**APLICA LO LEÍDO**
a. Reescribe el fragmento del texto sobre Caimalito que empieza en "A 25 kilómetros" y termina en "del río Cauca.", sustituyendo "canoas viejas" por "lanchas viejas".
b. Por favor, convierte en una lista breve el párrafo del texto sobre Caimalito que comienza con "En lo alto, de letras verde militar", sin perder sus datos principales.
c. Prosigue el texto sobre Caimalito desde su última oración.

**TEXTO FUENTE**
---+---
A 25 kilómetros de la ciudad de Pereira, se encuentra ubicado un corregimiento conocido como Caimalito. Tierra de hombres de talante fuerte, brazos guerreros y tostados que van entre canoas viejas abriendo sus manos para recibir lo que ofrecen las aguas del río Cauca.

Aquí, es común ver a las personas de camino a sus labores pedaleando entre metales que envuelven dos ruedas; los más acomodados, andan motorizados. El resto, a pie, van de un lado a otro tan tranquilamente que cuesta creer que los toca el  sol mordiente que pende sobre las nubes. 

Después de cruzar la joya arquitectónica de barrotes rojos, levantada impetuosamente sobre un río que se extiende majestuoso, conocida como puente Bernardo Arango, el cual conecta con el puerto dulce de Colombia, La Virginia, nos encontramos con la vereda el Azufral. Allí, a lo lejos, al lado derecho del camino, unas verjas desgastadas por el pasar de los años abrigan a unos niños de transición hasta primaria; algunos un tanto flacos, otros más rozagantes. Todos con esa prenda de vestir que se ajusta a la cintura y separa cada pierna con tela verde llegando hasta el tobillo. El tronco, cubierto por una confección blanca termina de arropar sus pequeños cuerpos. 

En lo alto, de letras verde militar, escrito está: I. E Gabriel Trujillo sede Azufral. Escuela compuesta por 153 estudiantes, mestizos, indígenas y de comunidad negra. Espacio abierto para la convergencia de estas, nuestras culturas. Donde no hay lugar para diferencias sociales, de género o raza, tampoco para los problemas cognitivos que presentan algunos menores. La escuela abre sus puertas a quienes encuentren esperanza en la educación.
---+---
**REGISTROS EXTRAÍDOS**
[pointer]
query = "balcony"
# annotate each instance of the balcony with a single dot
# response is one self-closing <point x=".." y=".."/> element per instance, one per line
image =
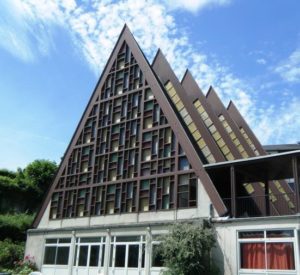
---+---
**RESPUESTAS**
a.
A 25 kilómetros de la ciudad de Pereira, se encuentra ubicado un corregimiento conocido como Caimalito. Tierra de hombres de talante fuerte, brazos guerreros y tostados que van entre lanchas viejas abriendo sus manos para recibir lo que ofrecen las aguas del río Cauca.

b.
- En lo alto, en letras verde militar, se lee: I. E Gabriel Trujillo sede Azufral.
- La escuela tiene 153 estudiantes: mestizos, indígenas y de comunidad negra.
- Es un espacio abierto para la convergencia de estas culturas.
- No da lugar a diferencias sociales, de género o raza, ni a los problemas cognitivos que presentan algunos menores.
- Abre sus puertas a quienes encuentren esperanza en la educación.

c.
Sin importar las condiciones del día, que llueva o el sol queme sus cuerpos, los niños acuden a su institución. Entre ellos indígenas esmerados algunas veces llegan totalmente mojados; sus cuadernos en bolsas impiden ser destrozados. Otros, ante sus zapatos salpicados por el légamo, no sucumben. Los demás, arriban entre pasos tortuosos y una frente que derrama agua salada.

Los maestros rondan este establecimiento de escasos siete reducidos salones; algunos tan difíciles de transitar que precisan movimientos corporales para esquivar sillas con mesas de madera.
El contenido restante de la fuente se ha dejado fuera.